§ **KUTIPAN TEKS**
Oleh: Muhammad Nuh
Hidup
kadang tak ubahnya seperti merawat bunga mahal. Perlu ketelitian dan
kesabaran agar bunga tetap indah. Sedikit saja sembrono, bukan saja
bunga indah menjadi layu. Tapi, penyakitnya bisa menular ke bunga lain.
Ada
yang gelisah ketika sampai tiga kali Rasulullah saw. menyebut akan
datang ahli surga. Dan tiga kali pula orang yang datang selalu dia.
Beliau adalah Saad bin Abi Waqash. Kegelisahan pun menjadikan Abdullah
bin Umar menyatakan diri ingin bertandang ke rumah Saad.
Satu
hari ia bermalam di rumah Saad, tapi hasilnya biasa-biasa saja. Tidak
ada ibadah istimewa yang berbeda dengan yang biasa diamalkan para
sahabat lain. Hingga lebih dari dua malam, Ibnu Umar terus terang. “Saya
cuma ingin tahu, amal istimewa apa yang Anda lakukan hingga Rasul
menyebut Anda ahli surga,” begitulah kira-kira ucap putera Umar bin
Khathab ini.
Saad dengan tanpa sedikit pun
merasa bangga mengatakan, “Tidak ada perbuatan ibadah saya yang
istimewa. Kecuali, tiap menjelang tidur, saya selalu membersihkan hati
saya dari hasad, kecewa, dan benci dengan semua saudara mukmin selama
pagi hingga malam. Itu saja!” Seperti itulah jawaban Saad. Sederhana,
tapi istimewa.

§ **TUJUAN TUGAS**
Tuliskan kembali bagian teks tentang Saad bin Abi Waqash di atas, mulai dari "Oleh: Muhammad Nuh" sampai dengan "ke rumah Saad.".

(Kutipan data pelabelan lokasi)

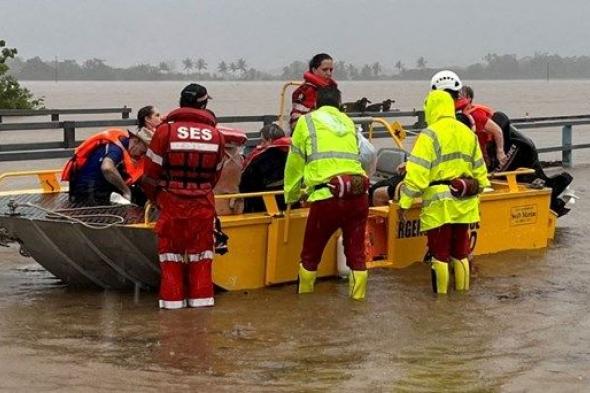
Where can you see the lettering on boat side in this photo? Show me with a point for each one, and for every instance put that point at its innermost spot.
(522, 215)
(411, 228)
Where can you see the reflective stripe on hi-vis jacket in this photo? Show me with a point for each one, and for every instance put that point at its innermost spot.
(323, 145)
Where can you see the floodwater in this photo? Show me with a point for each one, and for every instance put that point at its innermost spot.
(524, 326)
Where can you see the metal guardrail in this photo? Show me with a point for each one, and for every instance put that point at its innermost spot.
(55, 113)
(65, 147)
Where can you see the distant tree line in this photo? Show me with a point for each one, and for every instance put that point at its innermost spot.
(492, 66)
(12, 94)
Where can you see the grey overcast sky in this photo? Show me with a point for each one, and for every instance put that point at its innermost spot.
(272, 33)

§ **HASIL TUGAS**
Oleh: Muhammad Nuh
Hidup
kadang tak ubahnya seperti merawat bunga mahal. Perlu ketelitian dan
kesabaran agar bunga tetap indah. Sedikit saja sembrono, bukan saja
bunga indah menjadi layu. Tapi, penyakitnya bisa menular ke bunga lain.
Ada
yang gelisah ketika sampai tiga kali Rasulullah saw. menyebut akan
datang ahli surga. Dan tiga kali pula orang yang datang selalu dia.
Beliau adalah Saad bin Abi Waqash. Kegelisahan pun menjadikan Abdullah
bin Umar menyatakan diri ingin bertandang ke rumah Saad.